***** DATASET EXTRACT *****
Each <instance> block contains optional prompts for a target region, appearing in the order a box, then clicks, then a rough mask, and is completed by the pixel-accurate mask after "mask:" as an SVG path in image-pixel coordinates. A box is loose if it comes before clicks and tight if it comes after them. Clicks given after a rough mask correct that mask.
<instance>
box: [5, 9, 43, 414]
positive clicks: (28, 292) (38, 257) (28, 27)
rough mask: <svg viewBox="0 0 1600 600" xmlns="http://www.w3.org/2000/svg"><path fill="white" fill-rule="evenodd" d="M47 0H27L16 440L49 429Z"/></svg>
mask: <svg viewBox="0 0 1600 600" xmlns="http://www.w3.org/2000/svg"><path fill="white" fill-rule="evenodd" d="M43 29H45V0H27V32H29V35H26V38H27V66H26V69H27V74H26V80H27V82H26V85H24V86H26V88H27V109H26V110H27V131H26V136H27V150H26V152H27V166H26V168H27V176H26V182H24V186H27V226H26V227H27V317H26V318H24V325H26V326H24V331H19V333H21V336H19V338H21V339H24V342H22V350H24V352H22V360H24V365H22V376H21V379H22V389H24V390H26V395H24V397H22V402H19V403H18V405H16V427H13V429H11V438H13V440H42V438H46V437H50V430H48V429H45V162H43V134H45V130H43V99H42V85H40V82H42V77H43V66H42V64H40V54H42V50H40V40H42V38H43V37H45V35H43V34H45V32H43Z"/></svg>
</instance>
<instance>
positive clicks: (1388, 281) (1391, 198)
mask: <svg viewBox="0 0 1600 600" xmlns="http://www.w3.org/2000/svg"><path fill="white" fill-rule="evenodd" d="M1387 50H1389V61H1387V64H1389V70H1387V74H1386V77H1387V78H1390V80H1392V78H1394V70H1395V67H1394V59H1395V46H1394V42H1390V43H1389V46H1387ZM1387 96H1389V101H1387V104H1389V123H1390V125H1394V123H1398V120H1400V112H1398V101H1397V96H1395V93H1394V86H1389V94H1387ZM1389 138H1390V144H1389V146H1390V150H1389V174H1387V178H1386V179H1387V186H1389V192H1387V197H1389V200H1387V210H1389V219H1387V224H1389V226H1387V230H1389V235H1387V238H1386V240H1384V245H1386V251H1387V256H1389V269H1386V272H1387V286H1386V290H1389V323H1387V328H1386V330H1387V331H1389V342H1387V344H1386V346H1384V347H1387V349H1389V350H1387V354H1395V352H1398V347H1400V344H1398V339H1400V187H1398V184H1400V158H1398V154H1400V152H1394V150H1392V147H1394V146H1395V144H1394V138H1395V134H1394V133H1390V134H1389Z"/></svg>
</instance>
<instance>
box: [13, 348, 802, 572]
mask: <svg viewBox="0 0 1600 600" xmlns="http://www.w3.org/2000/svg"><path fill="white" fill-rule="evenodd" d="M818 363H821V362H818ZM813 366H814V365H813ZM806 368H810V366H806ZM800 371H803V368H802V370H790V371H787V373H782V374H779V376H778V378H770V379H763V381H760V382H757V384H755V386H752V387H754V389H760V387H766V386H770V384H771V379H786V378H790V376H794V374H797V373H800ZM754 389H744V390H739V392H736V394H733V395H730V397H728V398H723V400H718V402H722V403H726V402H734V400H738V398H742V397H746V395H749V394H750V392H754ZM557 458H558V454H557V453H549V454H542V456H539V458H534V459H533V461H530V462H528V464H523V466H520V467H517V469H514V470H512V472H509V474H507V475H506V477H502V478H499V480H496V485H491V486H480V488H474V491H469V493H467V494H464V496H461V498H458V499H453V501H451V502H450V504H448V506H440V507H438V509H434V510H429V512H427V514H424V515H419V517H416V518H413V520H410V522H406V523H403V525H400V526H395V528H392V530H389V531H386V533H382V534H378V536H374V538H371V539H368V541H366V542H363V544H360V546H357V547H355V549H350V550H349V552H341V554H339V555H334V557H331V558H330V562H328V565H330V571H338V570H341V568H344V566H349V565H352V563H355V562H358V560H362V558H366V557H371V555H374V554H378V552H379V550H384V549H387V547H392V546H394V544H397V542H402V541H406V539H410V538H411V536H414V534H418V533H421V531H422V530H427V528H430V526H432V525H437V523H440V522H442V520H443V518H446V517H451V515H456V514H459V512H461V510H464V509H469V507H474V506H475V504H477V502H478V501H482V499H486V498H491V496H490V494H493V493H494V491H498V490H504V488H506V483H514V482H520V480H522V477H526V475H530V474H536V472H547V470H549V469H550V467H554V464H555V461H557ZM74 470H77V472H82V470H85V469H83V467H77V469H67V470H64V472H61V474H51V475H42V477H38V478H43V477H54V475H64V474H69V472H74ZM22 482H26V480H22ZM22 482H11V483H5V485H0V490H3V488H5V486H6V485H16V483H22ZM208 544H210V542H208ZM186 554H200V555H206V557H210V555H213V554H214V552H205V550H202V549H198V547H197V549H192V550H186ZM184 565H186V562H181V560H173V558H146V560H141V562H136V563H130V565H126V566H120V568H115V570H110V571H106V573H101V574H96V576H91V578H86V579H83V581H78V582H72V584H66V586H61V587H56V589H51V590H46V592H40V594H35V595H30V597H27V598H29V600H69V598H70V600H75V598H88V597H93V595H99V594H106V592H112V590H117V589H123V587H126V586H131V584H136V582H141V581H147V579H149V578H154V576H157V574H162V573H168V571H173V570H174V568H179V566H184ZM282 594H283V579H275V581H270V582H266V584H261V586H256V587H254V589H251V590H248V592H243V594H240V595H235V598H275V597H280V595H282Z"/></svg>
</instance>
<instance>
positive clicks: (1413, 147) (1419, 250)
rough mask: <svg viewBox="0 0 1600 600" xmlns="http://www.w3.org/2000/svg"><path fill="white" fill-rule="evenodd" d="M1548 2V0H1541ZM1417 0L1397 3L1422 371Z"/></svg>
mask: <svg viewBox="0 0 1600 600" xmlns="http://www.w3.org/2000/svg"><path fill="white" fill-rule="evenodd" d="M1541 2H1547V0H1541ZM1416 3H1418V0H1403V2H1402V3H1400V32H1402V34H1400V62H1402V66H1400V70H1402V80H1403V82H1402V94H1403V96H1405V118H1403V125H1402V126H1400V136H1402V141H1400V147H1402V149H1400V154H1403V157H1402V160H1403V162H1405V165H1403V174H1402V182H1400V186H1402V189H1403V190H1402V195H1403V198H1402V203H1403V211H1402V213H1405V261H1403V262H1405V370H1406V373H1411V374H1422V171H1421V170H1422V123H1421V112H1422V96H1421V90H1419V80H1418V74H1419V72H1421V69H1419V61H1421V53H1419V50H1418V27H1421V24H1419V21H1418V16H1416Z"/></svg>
*****
**EXERCISE**. Restate the material word for word so that no line differs from the original.

**OUTPUT OF THE EXERCISE**.
Each <instance> block contains optional prompts for a target region, appearing in the order a box, then clicks, then a rough mask, and is completed by the pixel-accurate mask after "mask:" as an SVG path in image-pixel coordinates. A box is loose if it comes before clicks and tight if it comes after them. Clicks given after a rough mask correct that mask.
<instance>
box: [5, 9, 43, 414]
positive clicks: (28, 292) (38, 257) (28, 27)
rough mask: <svg viewBox="0 0 1600 600" xmlns="http://www.w3.org/2000/svg"><path fill="white" fill-rule="evenodd" d="M47 0H27L16 440L49 429Z"/></svg>
mask: <svg viewBox="0 0 1600 600" xmlns="http://www.w3.org/2000/svg"><path fill="white" fill-rule="evenodd" d="M43 29H45V0H27V32H29V35H26V38H27V66H26V69H27V74H26V80H27V82H26V85H24V86H26V88H27V109H26V110H27V131H26V136H27V150H26V152H27V166H26V168H27V176H26V182H24V186H27V226H26V227H27V317H26V318H24V325H26V326H24V331H19V333H21V336H19V338H21V339H24V342H22V350H24V352H22V360H24V365H22V376H21V379H22V389H24V390H26V395H24V397H22V402H19V403H18V405H16V427H13V429H11V438H13V440H42V438H46V437H50V430H48V429H45V162H43V134H45V130H43V99H42V85H40V82H42V77H43V66H42V64H40V54H42V50H40V40H42V38H43V37H45V35H43V34H45V32H43Z"/></svg>
</instance>
<instance>
positive clicks: (1388, 281) (1391, 198)
mask: <svg viewBox="0 0 1600 600" xmlns="http://www.w3.org/2000/svg"><path fill="white" fill-rule="evenodd" d="M1387 50H1389V61H1387V64H1389V70H1387V74H1386V77H1387V78H1390V80H1392V78H1394V70H1395V67H1394V59H1395V46H1394V42H1390V43H1389V46H1387ZM1387 96H1389V101H1387V104H1389V123H1390V125H1394V123H1398V120H1400V112H1398V101H1397V96H1395V93H1394V86H1389V94H1387ZM1389 138H1390V144H1389V146H1390V150H1389V174H1387V178H1386V179H1387V186H1389V192H1387V197H1389V200H1387V210H1389V219H1387V224H1389V226H1387V230H1389V235H1387V238H1386V240H1384V245H1386V251H1387V256H1389V269H1386V272H1387V286H1386V290H1389V323H1387V328H1386V330H1387V331H1389V342H1387V344H1386V346H1384V347H1387V349H1389V350H1387V354H1395V352H1398V347H1400V344H1398V339H1400V187H1398V184H1400V158H1398V154H1400V152H1394V150H1392V147H1394V146H1395V144H1394V138H1395V134H1394V133H1390V134H1389Z"/></svg>
</instance>
<instance>
box: [13, 348, 802, 572]
mask: <svg viewBox="0 0 1600 600" xmlns="http://www.w3.org/2000/svg"><path fill="white" fill-rule="evenodd" d="M818 363H821V362H818ZM813 366H814V365H813ZM806 368H810V366H806ZM800 371H803V368H802V370H790V371H787V373H782V374H779V376H778V378H770V379H763V381H760V382H757V384H755V386H752V387H754V389H760V387H766V386H770V384H771V379H786V378H790V376H794V374H797V373H800ZM754 389H744V390H739V392H736V394H733V395H730V397H728V398H723V400H718V402H722V403H726V402H734V400H738V398H742V397H746V395H749V394H750V392H754ZM557 458H558V454H557V453H549V454H542V456H539V458H534V459H533V461H530V462H528V464H523V466H520V467H517V469H514V470H512V472H509V474H507V475H506V477H502V478H499V480H496V485H491V486H480V488H474V491H469V493H467V494H464V496H461V498H458V499H453V501H451V502H450V504H448V506H440V507H438V509H434V510H429V512H427V514H424V515H419V517H416V518H413V520H410V522H406V523H403V525H400V526H395V528H392V530H389V531H386V533H382V534H378V536H374V538H371V539H368V541H366V542H363V544H360V546H357V547H355V549H350V550H349V552H341V554H339V555H334V557H331V558H330V562H328V565H330V571H338V570H341V568H344V566H349V565H352V563H355V562H358V560H362V558H366V557H371V555H374V554H378V552H379V550H384V549H387V547H392V546H394V544H397V542H402V541H406V539H410V538H411V536H414V534H418V533H421V531H422V530H427V528H430V526H432V525H437V523H440V522H442V520H443V518H446V517H451V515H456V514H459V512H461V510H464V509H469V507H474V506H475V504H477V502H478V501H482V499H486V498H491V496H490V494H493V493H494V491H498V490H504V488H506V483H514V482H520V480H522V477H526V475H530V474H536V472H547V470H549V469H550V467H554V464H555V461H557ZM74 470H77V472H82V470H85V469H83V467H77V469H67V470H64V472H61V474H51V475H42V477H38V478H43V477H54V475H64V474H69V472H74ZM22 482H26V480H22ZM22 482H11V483H5V485H0V490H3V488H5V486H6V485H16V483H22ZM208 544H210V542H208ZM186 554H200V555H206V557H210V555H213V554H214V552H205V550H202V549H198V547H197V549H192V550H186ZM184 565H186V562H181V560H173V558H146V560H141V562H136V563H130V565H126V566H120V568H115V570H110V571H106V573H101V574H96V576H91V578H86V579H83V581H78V582H72V584H66V586H61V587H56V589H51V590H46V592H40V594H35V595H30V597H27V598H29V600H69V598H70V600H75V598H88V597H93V595H99V594H106V592H112V590H117V589H123V587H126V586H131V584H136V582H141V581H147V579H149V578H154V576H157V574H162V573H168V571H173V570H174V568H179V566H184ZM282 594H283V579H275V581H270V582H266V584H261V586H256V587H254V589H251V590H248V592H243V594H240V595H235V598H275V597H280V595H282Z"/></svg>
</instance>
<instance>
positive clicks: (1413, 147) (1419, 250)
rough mask: <svg viewBox="0 0 1600 600" xmlns="http://www.w3.org/2000/svg"><path fill="white" fill-rule="evenodd" d="M1548 2V0H1541ZM1417 0L1397 3L1422 371Z"/></svg>
mask: <svg viewBox="0 0 1600 600" xmlns="http://www.w3.org/2000/svg"><path fill="white" fill-rule="evenodd" d="M1541 2H1547V0H1541ZM1416 3H1418V0H1403V2H1402V3H1400V32H1402V34H1400V62H1402V66H1400V70H1402V80H1403V82H1402V94H1403V96H1405V118H1403V125H1402V126H1400V136H1402V141H1400V147H1402V149H1400V154H1403V157H1402V160H1403V162H1405V165H1403V174H1402V182H1400V186H1402V189H1403V190H1402V195H1403V198H1402V203H1403V211H1402V213H1405V261H1403V262H1405V370H1406V373H1411V374H1422V171H1421V170H1422V123H1421V112H1422V96H1421V90H1419V80H1418V74H1419V72H1421V69H1419V61H1421V53H1419V50H1418V27H1421V24H1419V21H1418V16H1416Z"/></svg>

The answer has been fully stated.